§ Excerpt provided:
Reducing the attack surface using AWS SCPs

Reducing the attack surface using AWS SCPs

“Anything that can go wrong will go wrong” – Murphy’s Law. We want to reduce what can go wrong. The smaller our attack surface, the fewer things we need to worry about. An excellent way of reducing the attack surface (and our cognitive load) is using AWS Service Control Policies (SCPs.) In this post, I’ll describe how we approached it.

What are SCPs?

SCPs are policies to control what can and cannot be done in one or more AWS accounts, regardless of what an IAM policy might say (even if you’re root.) SCPs can be applied to accounts or organizational units (OUs). By default, everything is allowed, and it’s up to us to deny what we don’t need. SCPs are always a defense in depth and will never trigger if IAM permissions are properly configured, but relying on perfect IAM configuration is not a luxury we can afford to count on. For more information about SCPs, see the official AWS documentation on SCPs

What do we want to allow or deny?

Preferably, we would deny any action we’re not using, but that’s most likely an administrative hell, and we’ll end up blocking developers daily, so we decided against even trying it. At Detectify, we’ve gone for a more pragmatic approach:

  • Only allow AWS services we use (rather than actions)

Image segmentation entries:
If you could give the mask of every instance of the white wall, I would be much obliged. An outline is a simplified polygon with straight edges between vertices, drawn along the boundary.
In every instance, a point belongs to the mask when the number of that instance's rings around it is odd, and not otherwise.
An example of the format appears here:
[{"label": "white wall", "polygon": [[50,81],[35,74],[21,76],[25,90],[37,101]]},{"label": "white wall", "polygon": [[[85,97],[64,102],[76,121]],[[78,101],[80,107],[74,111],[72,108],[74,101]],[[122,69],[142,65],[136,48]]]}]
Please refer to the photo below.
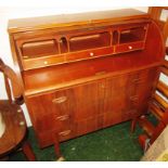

§ Goals:
a: Based on the text on AWS SCPs, are these statements correct? Answer yes or no for each, quoting the words of the text that settle it. (i) SCPs can be applied to organizational units as well as to accounts. (ii) Under SCPs, every action is denied by default. (iii) Detectify chose to allow only the AWS services it uses, rather than individual actions.
b: Swap "mask" for "region" in the records, from their first line through the line containing "An example of", and write out those lines with nothing else changed.

§ Outputs in order:
a:
(i) Yes: "SCPs can be applied to accounts or organizational units (OUs)."
(ii) No: "By default, everything is allowed, and it’s up to us to deny what we don’t need."
(iii) Yes: "Only allow AWS services we use (rather than actions)"

b:
If you could give the region of every instance of the white wall, I would be much obliged. An outline is a simplified polygon with straight edges between vertices, drawn along the boundary.
In every instance, a point belongs to the region when the number of that instance's rings around it is odd, and not otherwise.
An example of the format appears here:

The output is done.